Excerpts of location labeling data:
--------------------------------------------------

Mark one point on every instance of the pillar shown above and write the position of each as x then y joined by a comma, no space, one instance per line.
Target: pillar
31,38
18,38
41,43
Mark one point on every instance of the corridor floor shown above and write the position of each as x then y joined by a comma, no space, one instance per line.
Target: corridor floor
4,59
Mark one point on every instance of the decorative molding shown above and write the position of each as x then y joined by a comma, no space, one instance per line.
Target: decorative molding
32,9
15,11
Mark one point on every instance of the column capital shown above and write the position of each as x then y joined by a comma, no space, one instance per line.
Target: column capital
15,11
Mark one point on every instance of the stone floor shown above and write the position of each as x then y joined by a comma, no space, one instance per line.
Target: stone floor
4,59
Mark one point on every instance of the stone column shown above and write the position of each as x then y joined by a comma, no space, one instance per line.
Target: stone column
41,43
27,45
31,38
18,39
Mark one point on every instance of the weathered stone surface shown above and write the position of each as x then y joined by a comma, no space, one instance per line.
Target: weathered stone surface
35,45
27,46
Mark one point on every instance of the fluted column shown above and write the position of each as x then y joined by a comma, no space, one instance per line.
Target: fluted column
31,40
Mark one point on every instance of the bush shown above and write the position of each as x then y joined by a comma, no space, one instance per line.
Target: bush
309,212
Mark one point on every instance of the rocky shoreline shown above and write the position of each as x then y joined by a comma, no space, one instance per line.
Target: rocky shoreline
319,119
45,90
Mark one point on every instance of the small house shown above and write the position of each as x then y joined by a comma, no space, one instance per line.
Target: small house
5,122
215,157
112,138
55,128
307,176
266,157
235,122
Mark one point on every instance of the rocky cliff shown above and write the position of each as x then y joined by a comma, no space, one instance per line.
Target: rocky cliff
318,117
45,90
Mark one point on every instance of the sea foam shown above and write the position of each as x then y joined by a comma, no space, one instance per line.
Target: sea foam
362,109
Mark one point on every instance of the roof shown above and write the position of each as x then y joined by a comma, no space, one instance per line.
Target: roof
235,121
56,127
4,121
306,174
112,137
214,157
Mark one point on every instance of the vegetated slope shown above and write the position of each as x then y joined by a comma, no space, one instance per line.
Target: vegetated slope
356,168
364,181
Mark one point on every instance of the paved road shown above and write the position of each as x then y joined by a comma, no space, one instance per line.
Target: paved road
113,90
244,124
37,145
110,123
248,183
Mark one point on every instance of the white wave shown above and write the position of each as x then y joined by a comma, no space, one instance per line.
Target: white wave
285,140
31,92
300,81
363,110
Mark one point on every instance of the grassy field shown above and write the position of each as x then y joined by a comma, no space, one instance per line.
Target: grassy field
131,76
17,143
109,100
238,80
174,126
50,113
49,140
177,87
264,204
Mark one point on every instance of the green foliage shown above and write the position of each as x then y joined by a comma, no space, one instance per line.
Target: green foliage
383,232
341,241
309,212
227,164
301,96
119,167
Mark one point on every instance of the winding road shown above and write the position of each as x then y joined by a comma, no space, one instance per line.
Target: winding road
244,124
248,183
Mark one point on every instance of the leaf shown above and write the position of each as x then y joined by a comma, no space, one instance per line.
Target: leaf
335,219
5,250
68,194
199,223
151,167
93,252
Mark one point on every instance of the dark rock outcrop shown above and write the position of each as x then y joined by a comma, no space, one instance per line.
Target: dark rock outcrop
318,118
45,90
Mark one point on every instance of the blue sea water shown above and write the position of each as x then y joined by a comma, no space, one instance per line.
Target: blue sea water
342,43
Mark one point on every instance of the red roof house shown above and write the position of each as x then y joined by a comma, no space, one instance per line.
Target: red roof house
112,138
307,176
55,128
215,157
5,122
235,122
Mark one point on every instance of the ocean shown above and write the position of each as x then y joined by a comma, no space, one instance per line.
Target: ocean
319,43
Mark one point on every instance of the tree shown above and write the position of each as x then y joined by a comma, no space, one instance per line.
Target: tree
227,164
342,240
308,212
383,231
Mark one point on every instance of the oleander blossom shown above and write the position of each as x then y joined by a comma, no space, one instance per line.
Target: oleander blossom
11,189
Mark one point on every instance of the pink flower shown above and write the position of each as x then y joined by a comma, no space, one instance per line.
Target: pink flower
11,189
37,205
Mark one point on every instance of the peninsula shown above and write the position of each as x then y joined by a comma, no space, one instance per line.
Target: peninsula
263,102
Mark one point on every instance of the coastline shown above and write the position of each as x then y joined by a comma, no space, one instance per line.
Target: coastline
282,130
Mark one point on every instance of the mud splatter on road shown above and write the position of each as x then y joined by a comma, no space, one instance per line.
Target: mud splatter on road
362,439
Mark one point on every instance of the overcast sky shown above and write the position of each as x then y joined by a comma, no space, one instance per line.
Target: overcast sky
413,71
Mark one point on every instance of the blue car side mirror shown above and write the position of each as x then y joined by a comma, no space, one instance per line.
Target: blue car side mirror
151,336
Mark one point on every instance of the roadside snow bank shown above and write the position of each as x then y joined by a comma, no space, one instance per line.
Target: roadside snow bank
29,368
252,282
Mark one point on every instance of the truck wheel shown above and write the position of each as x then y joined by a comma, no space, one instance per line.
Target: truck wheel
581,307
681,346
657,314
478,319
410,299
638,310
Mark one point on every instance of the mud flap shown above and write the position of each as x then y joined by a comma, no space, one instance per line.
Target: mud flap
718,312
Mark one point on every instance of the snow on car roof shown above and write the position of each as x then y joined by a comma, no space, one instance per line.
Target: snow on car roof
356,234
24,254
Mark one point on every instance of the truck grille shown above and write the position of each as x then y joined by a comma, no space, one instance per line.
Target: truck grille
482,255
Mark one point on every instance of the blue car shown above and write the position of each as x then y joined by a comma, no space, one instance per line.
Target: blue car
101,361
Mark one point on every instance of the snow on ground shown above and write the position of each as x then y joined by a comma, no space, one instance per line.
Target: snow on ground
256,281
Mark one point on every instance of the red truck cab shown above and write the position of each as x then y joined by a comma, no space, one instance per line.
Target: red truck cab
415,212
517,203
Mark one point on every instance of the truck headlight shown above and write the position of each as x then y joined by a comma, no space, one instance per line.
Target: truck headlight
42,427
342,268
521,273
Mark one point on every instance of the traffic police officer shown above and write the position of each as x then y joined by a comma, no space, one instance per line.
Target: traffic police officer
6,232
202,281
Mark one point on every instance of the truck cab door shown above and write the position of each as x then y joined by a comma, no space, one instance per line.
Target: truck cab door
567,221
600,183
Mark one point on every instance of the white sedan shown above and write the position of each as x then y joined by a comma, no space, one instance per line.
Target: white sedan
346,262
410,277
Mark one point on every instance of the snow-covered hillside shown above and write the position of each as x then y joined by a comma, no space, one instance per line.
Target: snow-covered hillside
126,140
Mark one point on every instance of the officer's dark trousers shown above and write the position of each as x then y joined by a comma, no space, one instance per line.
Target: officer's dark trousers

--------------------------------------------------

▶ **GOAL**: Each record must be repeated exactly as it is.

▶ **SOLUTION**:
Mark one point on every instance of the pillar shown above and write the position of each as x then y joined by a comma, no space, one instance per line.
Target: pillar
31,38
18,38
41,43
Mark one point on every instance of the corridor floor shown above and write the position of each as x then y joined by a comma, no space, one instance per line.
Target: corridor floor
4,59
Mark one point on every instance of the decorative molding shown above and write the position of each as x then y joined by a comma, no space, one instance per line.
Target: decorative molding
32,9
15,11
Mark one point on every instance of the column capital shown above and write the position of each as x then y joined by a comma, no space, one instance per line.
Target: column capital
15,11
Mark one point on every instance of the stone floor shown above and write the position of each as x then y joined by a comma, no space, one instance per line.
Target: stone floor
4,59
Mark one point on every instance of the stone column shown above and write the position of each as x then y joined by a comma, no space, one instance per line.
Target: stone column
41,43
27,45
31,38
18,39
Mark one point on every instance of the weathered stone surface shown above and write the position of each as x then y joined by a comma, no space, one instance per line.
Target: weathered stone surface
35,45
27,46
Mark one point on every instance of the fluted column shown above and write the position of each as x then y joined by a comma, no space, one instance per line.
Target: fluted column
31,40
Mark one point on every instance of the bush shown above and write the position of each as x then y joined by a comma, no space, one instance per line.
Target: bush
309,212
Mark one point on every instance of the rocky shoreline shown above and write the position of each as x then y joined by a comma, no space, one instance per line.
Target: rocky shoreline
319,119
45,90
Mark one point on every instance of the small house shown above and write the position of each as x then y joined by a comma, no space, one instance per line.
Target: small house
5,122
215,157
112,138
55,128
307,176
266,157
235,122
Mark one point on every instance of the rocky cliff shown above and write the position of each as x then y joined by a comma, no space, one instance per line.
Target: rocky cliff
318,117
45,90
Mark one point on every instance of the sea foam shown above and write the position of each as x then y joined by a comma, no space, one instance per line.
Target: sea foam
362,109
Mark one point on every instance of the roof shown above and write the position of each as x then y joined by a comma, no space, one instance per line.
Target: roof
235,121
56,127
4,121
306,174
112,137
214,157
Mark one point on every instance of the vegetated slope shown above and write the position of each as x then y joined by a comma, no space, one instance per line.
Target: vegetated slope
356,168
364,181
Mark one point on every instance of the paved road shown above and write the position of each as x then y joined by a comma, no space, one instance per line.
Target: paved road
113,90
244,124
37,145
110,123
248,183
Mark one point on every instance of the white wave shown above and write the position of each as x then y joined by a comma, no space, one instance per line.
Target: white wave
285,140
31,92
300,81
363,110
Mark one point on every instance of the grassy field shown above and write the position of each as x then y joined by a comma, no space, one instance per line.
Target: grassy field
131,76
17,143
109,100
238,80
174,126
50,113
49,140
177,87
264,204
Mark one point on every instance of the green foliage shown above and write the position of each as x then y joined by a comma, no space, one instance per line.
Target: green foliage
383,232
341,241
309,212
227,164
301,96
119,167
Mark one point on every instance of the winding road shown above and write the position of each as x then y joined by a comma, no space, one instance per line.
Target: winding road
244,124
248,183
Mark one point on every instance of the leaf shown above and write the position of each as x then y joined by a comma, no space, one instance per line.
Target: leaf
335,219
5,250
68,194
199,223
151,167
93,252
Mark one point on every instance of the dark rock outcrop shown above and write the position of each as x then y joined by a comma, no space, one instance per line.
Target: dark rock outcrop
318,118
45,90
Mark one point on every instance of the blue sea water shown above and write the position of each as x then y joined by a comma, no space, one instance per line.
Target: blue sea water
342,43
Mark one point on every instance of the red roof house shown above and write the position of each as x then y joined by a comma, no space, one instance per line.
Target: red roof house
112,138
307,176
55,128
215,157
5,122
235,122
Mark one point on every instance of the ocean shown above and write the position of each as x then y joined by a comma, no space, one instance per line.
Target: ocean
319,43
Mark one point on every instance of the tree shown above and write the position of each as x then y joined by a comma, no space, one instance per line.
Target: tree
227,164
342,240
308,212
383,231
Mark one point on every instance of the oleander blossom shown above and write the position of each as x then y joined by a comma, no space, one instance per line.
Target: oleander blossom
11,189
Mark one point on every instance of the pink flower shown above and write the position of each as x then y joined by a comma, no space, one instance per line.
Target: pink flower
11,189
37,205
Mark one point on every instance of the peninsula shown above and write the position of each as x then y joined by a comma, no space, one instance per line.
Target: peninsula
263,102
Mark one point on every instance of the coastline shown above and write the position of each as x then y joined by a comma, no space, one instance per line.
Target: coastline
282,130
Mark one point on every instance of the mud splatter on road shown above and write the position of each as x then y joined by a comma, no space, one instance per line.
Target: mud splatter on road
362,439
Mark one point on every instance of the overcast sky shown above and write the position of each as x then y joined by a comma, no space, one instance per line.
Target: overcast sky
413,71
Mark one point on every instance of the blue car side mirror shown above and write the position of each as x then y joined by a comma, no space, one instance per line.
Target: blue car side mirror
151,336
Mark one point on every instance of the roadside snow bank shown above and write the position of each as x then y joined by a comma, no space, one instance per line.
Target: roadside snow bank
29,368
252,282
Mark one point on every instance of the truck wheel shown above and write the position of each as x then y joined by a comma, no space, one instance per line.
Target: truck wheel
581,307
681,346
657,314
478,319
410,299
638,310
Mark one point on every instance of the mud flap shown above and write the position of each as x then y joined by a comma, no space, one instance per line.
Target: mud flap
718,312
Mark one point on every instance of the snow on car roof shown above and write the position of each as x then y joined by a comma, no space, one instance per line.
Target: snow on car roof
356,234
24,254
Mark one point on every instance of the truck grille shown above and write the position of each as x then y joined by a comma, no space, one instance per line.
Target: truck grille
482,255
Mark one point on every instance of the blue car shown above and write the position of each as x then y joined by a comma, no space, one instance per line.
Target: blue car
101,361
Mark one point on every instance of the snow on ground shown above and write the position of each as x then y joined by a comma, no space, one instance per line.
Target: snow on ground
256,281
Mark one point on every instance of the red truck cab shown above and write the position of each as x then y joined by a comma, no space, one instance per line.
Target: red truck cab
415,212
517,203
Mark one point on every instance of the truck headlight shown above and write the position of each as x then y joined by a comma, no space, one instance per line.
Target: truck headlight
42,427
342,268
521,273
Mark one point on every instance of the traffic police officer shown above and write the position of each as x then y joined by a comma, no space, one instance per line.
Target: traffic police officer
6,232
202,281
Mark one point on every instance of the truck cab door shown above and write the position of each as x then y joined by a comma, no space, one instance per line.
Target: truck cab door
567,221
600,183
Mark one point on every instance of the white sedan shown above and write the position of each as x then y joined by a comma, no space, one instance per line.
Target: white sedan
346,262
410,277
Mark one point on every instance of the snow-covered hillside shown above and write the position of each as x then y joined by a comma, no space, one instance per line.
Target: snow-covered hillside
126,140
Mark one point on every instance of the officer's dark trousers shown above and write the position of each as x then y joined by a comma, no space, one instance per line.
Target: officer's dark trousers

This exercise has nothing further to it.